(DESCRIPTION OF THE TASK) In the entries that follow, the first line to write out is the one containing "the baby's bare", and the last is the one containing "the baby's face". Reproduce that stretch exactly, with nothing before or after it.

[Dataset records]
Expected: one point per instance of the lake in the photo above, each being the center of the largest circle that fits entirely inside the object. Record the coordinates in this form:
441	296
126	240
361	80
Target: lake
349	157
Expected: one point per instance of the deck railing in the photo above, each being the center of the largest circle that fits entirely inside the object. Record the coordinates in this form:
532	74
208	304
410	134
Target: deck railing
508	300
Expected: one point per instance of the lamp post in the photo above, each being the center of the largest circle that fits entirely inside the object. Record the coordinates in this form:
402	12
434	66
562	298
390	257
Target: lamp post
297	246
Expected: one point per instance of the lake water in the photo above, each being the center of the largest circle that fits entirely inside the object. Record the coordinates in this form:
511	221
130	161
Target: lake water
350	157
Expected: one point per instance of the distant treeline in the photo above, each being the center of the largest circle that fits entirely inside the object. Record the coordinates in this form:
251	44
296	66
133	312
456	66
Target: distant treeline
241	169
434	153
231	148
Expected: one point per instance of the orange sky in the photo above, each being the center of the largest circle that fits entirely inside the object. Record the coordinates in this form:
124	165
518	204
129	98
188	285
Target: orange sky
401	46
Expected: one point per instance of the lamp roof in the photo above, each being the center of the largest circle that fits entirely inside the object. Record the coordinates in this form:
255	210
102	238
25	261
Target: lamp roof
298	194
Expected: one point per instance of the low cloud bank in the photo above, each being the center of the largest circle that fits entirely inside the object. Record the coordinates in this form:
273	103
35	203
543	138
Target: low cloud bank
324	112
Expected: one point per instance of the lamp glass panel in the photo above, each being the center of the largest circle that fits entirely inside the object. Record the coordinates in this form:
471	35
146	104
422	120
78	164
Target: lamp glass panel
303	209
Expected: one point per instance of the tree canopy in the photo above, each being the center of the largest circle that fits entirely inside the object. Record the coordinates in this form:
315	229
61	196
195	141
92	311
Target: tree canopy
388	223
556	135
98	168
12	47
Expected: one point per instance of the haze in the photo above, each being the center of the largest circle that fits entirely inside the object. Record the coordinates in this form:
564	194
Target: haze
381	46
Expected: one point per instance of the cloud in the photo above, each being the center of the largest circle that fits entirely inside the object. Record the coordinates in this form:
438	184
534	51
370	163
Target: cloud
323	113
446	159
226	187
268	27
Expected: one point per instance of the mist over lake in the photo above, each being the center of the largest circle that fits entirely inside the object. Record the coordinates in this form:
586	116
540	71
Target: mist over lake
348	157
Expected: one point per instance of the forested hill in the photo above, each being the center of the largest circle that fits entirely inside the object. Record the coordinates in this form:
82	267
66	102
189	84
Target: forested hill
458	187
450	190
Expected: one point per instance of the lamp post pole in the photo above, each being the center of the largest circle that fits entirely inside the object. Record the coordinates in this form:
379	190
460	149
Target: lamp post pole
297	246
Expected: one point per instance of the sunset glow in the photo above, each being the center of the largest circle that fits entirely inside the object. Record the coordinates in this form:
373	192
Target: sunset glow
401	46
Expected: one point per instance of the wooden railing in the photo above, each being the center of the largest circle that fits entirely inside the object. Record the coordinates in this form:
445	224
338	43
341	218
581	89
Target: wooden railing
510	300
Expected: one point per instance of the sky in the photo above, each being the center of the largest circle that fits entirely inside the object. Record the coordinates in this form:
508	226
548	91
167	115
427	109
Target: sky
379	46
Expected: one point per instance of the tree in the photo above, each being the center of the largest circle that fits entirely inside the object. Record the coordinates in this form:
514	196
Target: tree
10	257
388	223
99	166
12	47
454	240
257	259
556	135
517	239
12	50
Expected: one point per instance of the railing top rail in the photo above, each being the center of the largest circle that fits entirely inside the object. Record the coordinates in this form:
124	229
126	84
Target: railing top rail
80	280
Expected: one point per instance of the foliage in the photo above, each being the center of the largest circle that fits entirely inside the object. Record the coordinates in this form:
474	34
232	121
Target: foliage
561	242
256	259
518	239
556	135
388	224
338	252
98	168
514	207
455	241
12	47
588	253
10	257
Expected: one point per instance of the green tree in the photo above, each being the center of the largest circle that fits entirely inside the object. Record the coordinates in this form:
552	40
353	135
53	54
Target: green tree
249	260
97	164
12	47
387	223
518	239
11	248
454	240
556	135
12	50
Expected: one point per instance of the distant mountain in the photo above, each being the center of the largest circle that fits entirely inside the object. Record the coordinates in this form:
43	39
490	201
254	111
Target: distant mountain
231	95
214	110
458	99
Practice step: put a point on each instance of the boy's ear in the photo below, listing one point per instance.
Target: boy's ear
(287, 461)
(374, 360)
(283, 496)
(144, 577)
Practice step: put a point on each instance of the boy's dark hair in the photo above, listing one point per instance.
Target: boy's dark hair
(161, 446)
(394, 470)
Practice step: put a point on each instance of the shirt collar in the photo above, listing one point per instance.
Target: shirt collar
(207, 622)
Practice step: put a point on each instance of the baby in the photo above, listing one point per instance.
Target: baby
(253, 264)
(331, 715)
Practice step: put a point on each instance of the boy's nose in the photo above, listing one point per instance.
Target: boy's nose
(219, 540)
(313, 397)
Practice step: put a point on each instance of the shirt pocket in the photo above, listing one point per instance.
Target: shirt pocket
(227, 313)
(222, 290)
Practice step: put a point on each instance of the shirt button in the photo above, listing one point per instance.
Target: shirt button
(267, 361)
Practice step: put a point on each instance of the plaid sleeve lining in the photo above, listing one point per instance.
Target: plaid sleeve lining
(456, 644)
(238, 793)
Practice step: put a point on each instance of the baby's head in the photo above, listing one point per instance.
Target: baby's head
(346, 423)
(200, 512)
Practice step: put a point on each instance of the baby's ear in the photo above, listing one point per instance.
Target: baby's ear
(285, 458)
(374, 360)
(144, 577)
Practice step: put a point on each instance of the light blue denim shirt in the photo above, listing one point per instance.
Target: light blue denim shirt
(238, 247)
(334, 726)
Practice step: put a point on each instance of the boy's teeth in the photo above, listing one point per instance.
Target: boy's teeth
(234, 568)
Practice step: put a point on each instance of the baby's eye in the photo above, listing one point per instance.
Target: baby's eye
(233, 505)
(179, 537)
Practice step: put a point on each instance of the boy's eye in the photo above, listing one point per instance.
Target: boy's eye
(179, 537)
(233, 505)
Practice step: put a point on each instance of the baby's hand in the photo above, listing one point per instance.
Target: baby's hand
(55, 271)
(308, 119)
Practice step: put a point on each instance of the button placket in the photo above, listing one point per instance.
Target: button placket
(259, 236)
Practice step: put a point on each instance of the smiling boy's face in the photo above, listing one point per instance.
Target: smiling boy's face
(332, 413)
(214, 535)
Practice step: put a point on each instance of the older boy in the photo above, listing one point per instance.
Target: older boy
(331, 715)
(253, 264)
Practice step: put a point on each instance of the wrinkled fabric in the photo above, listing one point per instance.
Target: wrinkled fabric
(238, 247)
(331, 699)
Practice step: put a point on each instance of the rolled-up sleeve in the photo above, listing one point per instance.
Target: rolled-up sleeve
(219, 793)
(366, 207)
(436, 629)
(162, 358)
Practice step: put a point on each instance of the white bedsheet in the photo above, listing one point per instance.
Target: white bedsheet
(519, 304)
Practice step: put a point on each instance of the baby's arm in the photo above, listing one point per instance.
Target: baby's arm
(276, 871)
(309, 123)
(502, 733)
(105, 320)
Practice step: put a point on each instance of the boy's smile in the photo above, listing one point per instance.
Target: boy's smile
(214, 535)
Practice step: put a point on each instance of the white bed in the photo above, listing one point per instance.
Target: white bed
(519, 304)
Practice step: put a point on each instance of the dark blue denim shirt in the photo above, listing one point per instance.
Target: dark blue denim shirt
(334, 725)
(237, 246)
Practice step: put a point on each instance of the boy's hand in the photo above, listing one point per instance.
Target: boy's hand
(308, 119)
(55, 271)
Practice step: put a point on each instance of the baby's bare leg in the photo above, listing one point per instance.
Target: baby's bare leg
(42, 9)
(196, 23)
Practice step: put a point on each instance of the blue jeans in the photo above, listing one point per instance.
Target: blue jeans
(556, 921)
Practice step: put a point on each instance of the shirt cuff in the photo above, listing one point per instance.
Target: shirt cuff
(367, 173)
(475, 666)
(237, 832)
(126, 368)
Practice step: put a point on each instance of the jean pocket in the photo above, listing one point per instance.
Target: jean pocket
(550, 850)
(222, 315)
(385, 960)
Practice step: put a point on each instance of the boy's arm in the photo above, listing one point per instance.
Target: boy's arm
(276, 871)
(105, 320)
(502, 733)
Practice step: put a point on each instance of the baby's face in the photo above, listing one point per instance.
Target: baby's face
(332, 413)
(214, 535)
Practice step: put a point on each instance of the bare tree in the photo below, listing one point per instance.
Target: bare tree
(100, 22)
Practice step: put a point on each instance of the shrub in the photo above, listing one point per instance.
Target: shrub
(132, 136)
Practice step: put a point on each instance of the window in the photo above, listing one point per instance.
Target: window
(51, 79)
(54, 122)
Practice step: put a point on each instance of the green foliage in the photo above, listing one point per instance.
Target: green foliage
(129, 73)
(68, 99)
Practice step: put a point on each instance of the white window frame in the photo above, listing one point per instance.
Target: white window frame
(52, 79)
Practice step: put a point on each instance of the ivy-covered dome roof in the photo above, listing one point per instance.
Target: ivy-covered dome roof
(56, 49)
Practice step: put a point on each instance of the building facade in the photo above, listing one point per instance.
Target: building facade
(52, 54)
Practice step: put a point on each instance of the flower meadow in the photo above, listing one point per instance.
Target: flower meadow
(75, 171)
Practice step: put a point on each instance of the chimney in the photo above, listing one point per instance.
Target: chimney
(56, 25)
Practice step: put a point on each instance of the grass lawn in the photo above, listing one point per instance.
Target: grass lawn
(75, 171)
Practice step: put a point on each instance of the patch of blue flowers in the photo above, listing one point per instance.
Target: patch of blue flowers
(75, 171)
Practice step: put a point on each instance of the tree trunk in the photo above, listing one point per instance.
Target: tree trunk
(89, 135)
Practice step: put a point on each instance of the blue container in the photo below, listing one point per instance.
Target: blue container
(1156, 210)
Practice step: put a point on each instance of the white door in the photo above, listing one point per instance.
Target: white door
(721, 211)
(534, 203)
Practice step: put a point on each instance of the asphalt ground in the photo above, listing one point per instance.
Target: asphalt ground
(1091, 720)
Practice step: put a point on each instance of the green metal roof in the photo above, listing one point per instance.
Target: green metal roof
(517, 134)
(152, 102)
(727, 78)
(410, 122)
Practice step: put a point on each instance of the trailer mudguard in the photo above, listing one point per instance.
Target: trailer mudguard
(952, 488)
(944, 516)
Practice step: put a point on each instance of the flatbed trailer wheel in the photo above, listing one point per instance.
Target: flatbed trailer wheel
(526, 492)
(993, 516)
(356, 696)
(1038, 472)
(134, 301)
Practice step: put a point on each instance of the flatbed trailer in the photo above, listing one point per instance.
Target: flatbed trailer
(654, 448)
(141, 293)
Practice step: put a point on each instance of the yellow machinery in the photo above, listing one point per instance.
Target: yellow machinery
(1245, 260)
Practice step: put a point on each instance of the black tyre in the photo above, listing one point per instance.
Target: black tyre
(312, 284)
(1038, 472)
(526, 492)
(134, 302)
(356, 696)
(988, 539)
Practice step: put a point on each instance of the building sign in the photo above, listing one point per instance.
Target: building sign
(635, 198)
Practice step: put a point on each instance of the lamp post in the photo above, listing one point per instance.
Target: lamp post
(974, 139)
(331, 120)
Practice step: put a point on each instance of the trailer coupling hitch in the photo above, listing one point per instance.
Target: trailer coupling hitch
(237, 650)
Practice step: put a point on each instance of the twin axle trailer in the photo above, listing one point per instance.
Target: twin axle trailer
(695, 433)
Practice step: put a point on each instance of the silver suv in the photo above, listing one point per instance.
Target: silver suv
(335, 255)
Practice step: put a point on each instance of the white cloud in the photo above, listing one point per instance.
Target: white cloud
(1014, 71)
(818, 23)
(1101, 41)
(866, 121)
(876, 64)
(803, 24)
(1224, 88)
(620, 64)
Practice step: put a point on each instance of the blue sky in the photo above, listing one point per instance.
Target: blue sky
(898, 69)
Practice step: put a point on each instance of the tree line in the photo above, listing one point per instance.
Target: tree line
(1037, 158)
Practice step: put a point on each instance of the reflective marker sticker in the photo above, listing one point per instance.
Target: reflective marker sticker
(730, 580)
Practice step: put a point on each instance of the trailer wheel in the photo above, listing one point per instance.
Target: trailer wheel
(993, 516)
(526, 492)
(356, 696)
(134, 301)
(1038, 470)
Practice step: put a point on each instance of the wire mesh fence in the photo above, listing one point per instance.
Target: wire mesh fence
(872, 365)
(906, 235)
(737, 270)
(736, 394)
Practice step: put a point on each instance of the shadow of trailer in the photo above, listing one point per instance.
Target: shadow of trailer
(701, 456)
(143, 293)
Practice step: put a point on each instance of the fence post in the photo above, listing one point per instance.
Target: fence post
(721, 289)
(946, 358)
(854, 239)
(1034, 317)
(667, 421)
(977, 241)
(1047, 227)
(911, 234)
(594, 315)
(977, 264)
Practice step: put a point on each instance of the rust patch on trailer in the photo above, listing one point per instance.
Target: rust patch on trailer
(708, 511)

(EXERCISE OUTPUT)
Practice step: put a point on each instance of the baby's bare leg in the photo above, listing one point per instance.
Target: baby's bare leg
(42, 9)
(196, 23)
Practice step: put a point on each instance of the blue jeans in the photo above, listing one point per instance.
Target: blue jeans
(556, 921)
Practice step: put a point on each instance of the shirt cuff in the photo above, listing one point per instance.
Target: shirt cuff
(367, 173)
(475, 666)
(237, 832)
(126, 368)
Practice step: put a point on each instance of the jean pocket in the photo above, listing one point per instance.
Target: jean pocket
(550, 850)
(222, 315)
(385, 960)
Practice step: put a point on each instance of the boy's arm in the photo above, listing one point per instance.
Target: boy's arm
(276, 871)
(105, 320)
(502, 733)
Practice step: put a point on each instance of the baby's face in the photo above, listing one point per instance.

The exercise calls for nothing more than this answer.